Problem requirements: Print the data character for character, from its first line up to and including the line that contains "55L195 46L205 47L214". Omit the pictures from your output.

____

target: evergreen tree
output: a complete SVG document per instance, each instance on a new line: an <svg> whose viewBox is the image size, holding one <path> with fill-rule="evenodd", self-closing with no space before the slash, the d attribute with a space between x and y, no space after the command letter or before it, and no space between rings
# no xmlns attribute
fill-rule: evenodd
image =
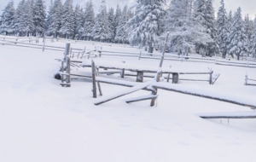
<svg viewBox="0 0 256 162"><path fill-rule="evenodd" d="M160 36L160 21L165 15L165 0L137 0L135 15L129 20L130 42L153 48Z"/></svg>
<svg viewBox="0 0 256 162"><path fill-rule="evenodd" d="M253 22L253 32L251 38L250 52L253 55L252 56L256 58L256 17L254 18Z"/></svg>
<svg viewBox="0 0 256 162"><path fill-rule="evenodd" d="M76 39L82 37L84 24L84 11L79 5L76 5L74 10L74 35Z"/></svg>
<svg viewBox="0 0 256 162"><path fill-rule="evenodd" d="M55 38L60 33L62 15L61 0L55 0L49 8L47 16L47 34L54 34Z"/></svg>
<svg viewBox="0 0 256 162"><path fill-rule="evenodd" d="M86 3L84 9L84 24L83 27L83 37L86 40L91 40L93 27L95 26L95 14L91 0Z"/></svg>
<svg viewBox="0 0 256 162"><path fill-rule="evenodd" d="M66 0L63 4L61 26L60 32L66 38L73 38L74 17L73 10L73 0Z"/></svg>
<svg viewBox="0 0 256 162"><path fill-rule="evenodd" d="M126 23L129 20L129 14L128 14L128 6L125 5L124 7L124 9L121 13L121 16L119 17L119 20L117 26L117 29L116 29L116 36L115 36L115 41L118 43L125 43L127 42L127 37L128 37L128 33L127 33L127 26Z"/></svg>
<svg viewBox="0 0 256 162"><path fill-rule="evenodd" d="M16 34L20 34L22 31L23 22L22 16L25 9L25 0L20 1L15 13L14 28ZM20 33L21 34L21 33Z"/></svg>
<svg viewBox="0 0 256 162"><path fill-rule="evenodd" d="M119 8L119 5L118 4L117 7L116 7L116 9L115 9L115 14L114 14L114 35L116 37L116 31L117 31L117 28L119 28L119 21L121 20L121 14L122 14L122 11ZM115 42L116 39L115 39Z"/></svg>
<svg viewBox="0 0 256 162"><path fill-rule="evenodd" d="M224 0L220 1L220 7L218 11L216 26L218 30L218 42L220 48L220 52L223 58L225 58L228 51L228 39L229 39L229 23L227 18L227 12L224 8Z"/></svg>
<svg viewBox="0 0 256 162"><path fill-rule="evenodd" d="M5 32L8 35L9 33L13 33L15 32L15 3L12 0L7 4L2 13L0 32Z"/></svg>
<svg viewBox="0 0 256 162"><path fill-rule="evenodd" d="M187 55L195 46L205 47L214 42L206 27L193 16L191 0L172 0L164 22L165 31L170 32L167 49L177 51L178 55ZM206 55L205 50L198 52Z"/></svg>
<svg viewBox="0 0 256 162"><path fill-rule="evenodd" d="M243 20L241 14L241 8L238 8L235 15L230 34L230 50L229 53L232 56L236 55L237 60L240 60L241 55L246 55L248 53L248 40L245 34Z"/></svg>
<svg viewBox="0 0 256 162"><path fill-rule="evenodd" d="M96 18L93 37L95 40L98 41L107 41L110 38L105 0L102 0L99 13Z"/></svg>
<svg viewBox="0 0 256 162"><path fill-rule="evenodd" d="M197 47L200 50L201 48L207 49L207 55L213 55L214 53L219 52L217 43L217 30L215 27L214 9L212 7L212 0L195 0L195 18L206 27L205 32L209 34L213 42L207 43L207 46Z"/></svg>
<svg viewBox="0 0 256 162"><path fill-rule="evenodd" d="M20 14L17 18L18 31L21 35L28 36L34 30L33 22L33 0L21 1L20 5L18 5L18 13Z"/></svg>
<svg viewBox="0 0 256 162"><path fill-rule="evenodd" d="M44 33L46 25L46 13L44 2L43 0L36 0L34 7L34 30L36 33Z"/></svg>
<svg viewBox="0 0 256 162"><path fill-rule="evenodd" d="M114 9L110 8L108 13L108 30L109 30L109 38L110 42L114 41L115 37L115 20L114 20Z"/></svg>

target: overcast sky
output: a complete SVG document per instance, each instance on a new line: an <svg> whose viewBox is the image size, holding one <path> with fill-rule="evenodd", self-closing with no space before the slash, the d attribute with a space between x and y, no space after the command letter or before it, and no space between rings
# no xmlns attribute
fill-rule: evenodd
<svg viewBox="0 0 256 162"><path fill-rule="evenodd" d="M15 5L20 1L20 0L14 0ZM50 0L44 0L46 3L48 4ZM74 3L79 3L81 6L84 6L84 3L88 0L73 0ZM102 0L92 0L94 5L99 6ZM117 4L119 3L121 7L123 7L125 4L128 4L128 6L132 6L136 4L137 0L106 0L108 8L113 7L113 9L116 8ZM171 0L166 0L167 2L170 2ZM0 0L0 9L1 10L6 6L9 0ZM65 2L65 0L62 0L62 2ZM220 0L213 0L215 11L218 12L218 7L219 7L219 2ZM256 0L224 0L225 8L227 11L232 10L233 12L236 10L238 7L241 8L242 11L242 16L244 16L247 14L249 14L250 17L252 19L254 19L254 15L256 14ZM97 8L96 8L97 9ZM96 13L97 10L96 10Z"/></svg>

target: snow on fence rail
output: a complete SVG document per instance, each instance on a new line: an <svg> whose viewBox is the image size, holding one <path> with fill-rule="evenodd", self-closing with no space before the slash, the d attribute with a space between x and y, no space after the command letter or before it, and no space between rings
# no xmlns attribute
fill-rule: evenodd
<svg viewBox="0 0 256 162"><path fill-rule="evenodd" d="M250 82L250 83L249 83ZM253 84L252 84L252 82L253 82ZM256 79L253 78L248 78L248 75L247 74L245 76L245 85L256 85Z"/></svg>

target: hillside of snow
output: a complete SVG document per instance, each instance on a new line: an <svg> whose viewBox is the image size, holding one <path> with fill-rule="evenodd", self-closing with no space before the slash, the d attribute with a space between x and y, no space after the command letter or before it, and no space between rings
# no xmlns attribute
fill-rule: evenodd
<svg viewBox="0 0 256 162"><path fill-rule="evenodd" d="M65 47L65 42L47 42ZM71 43L93 49L93 43ZM103 50L137 52L128 46L102 45ZM71 87L53 78L63 51L42 51L0 44L0 161L3 162L166 162L253 161L255 119L203 119L200 114L250 113L249 107L159 90L157 104L125 100L149 95L139 90L95 106L90 78L72 80ZM102 56L96 64L125 64L157 70L159 60ZM90 60L84 61L90 63ZM175 85L198 92L255 96L256 86L245 86L245 75L255 69L209 63L165 61L164 68L220 73L213 85L181 81ZM85 69L90 72L90 68ZM117 79L122 79L117 77ZM125 79L126 79L125 78ZM134 82L135 78L129 78ZM147 78L150 80L151 78ZM172 83L169 83L172 84ZM102 84L103 97L127 87ZM101 97L100 97L101 98ZM256 101L255 101L256 102Z"/></svg>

____

Result for this exercise:
target: evergreen tree
output: a complete SVG document per instance, each instance on a new line: an <svg> whose viewBox is the image size, holding one <path> with fill-rule="evenodd", self-closing with no space before the slash, the d attribute with a space between x and y, no space after the command letter or before it, and no space between rings
# no xmlns attribute
fill-rule: evenodd
image =
<svg viewBox="0 0 256 162"><path fill-rule="evenodd" d="M160 36L160 21L165 15L165 0L137 0L135 15L129 20L130 42L153 48Z"/></svg>
<svg viewBox="0 0 256 162"><path fill-rule="evenodd" d="M253 22L253 32L251 38L250 52L253 55L252 56L256 58L256 17L254 18Z"/></svg>
<svg viewBox="0 0 256 162"><path fill-rule="evenodd" d="M76 39L82 37L84 24L84 11L79 5L76 5L74 10L74 35Z"/></svg>
<svg viewBox="0 0 256 162"><path fill-rule="evenodd" d="M55 38L60 33L62 15L61 0L55 0L49 8L47 16L47 34L54 34Z"/></svg>
<svg viewBox="0 0 256 162"><path fill-rule="evenodd" d="M86 3L84 9L84 24L83 27L83 37L86 40L91 40L93 27L95 26L95 14L91 0Z"/></svg>
<svg viewBox="0 0 256 162"><path fill-rule="evenodd" d="M66 0L63 4L61 26L60 32L66 38L73 38L74 17L73 10L73 0Z"/></svg>
<svg viewBox="0 0 256 162"><path fill-rule="evenodd" d="M126 23L129 20L129 14L128 14L128 6L125 5L124 7L124 9L121 13L121 16L119 17L119 20L117 26L117 29L116 29L116 36L115 36L115 41L118 43L125 43L127 42L127 37L128 37L128 33L127 33L127 26Z"/></svg>
<svg viewBox="0 0 256 162"><path fill-rule="evenodd" d="M16 34L20 34L22 31L23 22L22 16L25 9L25 0L20 1L15 13L14 28ZM20 33L21 34L21 33Z"/></svg>
<svg viewBox="0 0 256 162"><path fill-rule="evenodd" d="M119 8L119 5L118 4L117 7L116 7L116 9L115 9L115 14L114 14L114 35L116 37L116 31L117 31L117 28L119 28L119 21L121 20L121 14L122 14L122 11ZM115 42L116 39L115 39Z"/></svg>
<svg viewBox="0 0 256 162"><path fill-rule="evenodd" d="M224 0L220 1L220 7L218 11L216 26L218 30L218 42L220 48L220 52L223 58L225 58L228 51L228 39L229 39L229 23L227 18L227 12L224 8Z"/></svg>
<svg viewBox="0 0 256 162"><path fill-rule="evenodd" d="M5 32L8 35L9 33L13 33L15 32L15 3L12 0L7 4L2 13L0 32Z"/></svg>
<svg viewBox="0 0 256 162"><path fill-rule="evenodd" d="M187 55L195 46L205 47L214 42L206 27L193 16L191 0L172 0L164 22L165 31L170 32L167 49L177 51L178 55ZM206 55L205 50L198 52Z"/></svg>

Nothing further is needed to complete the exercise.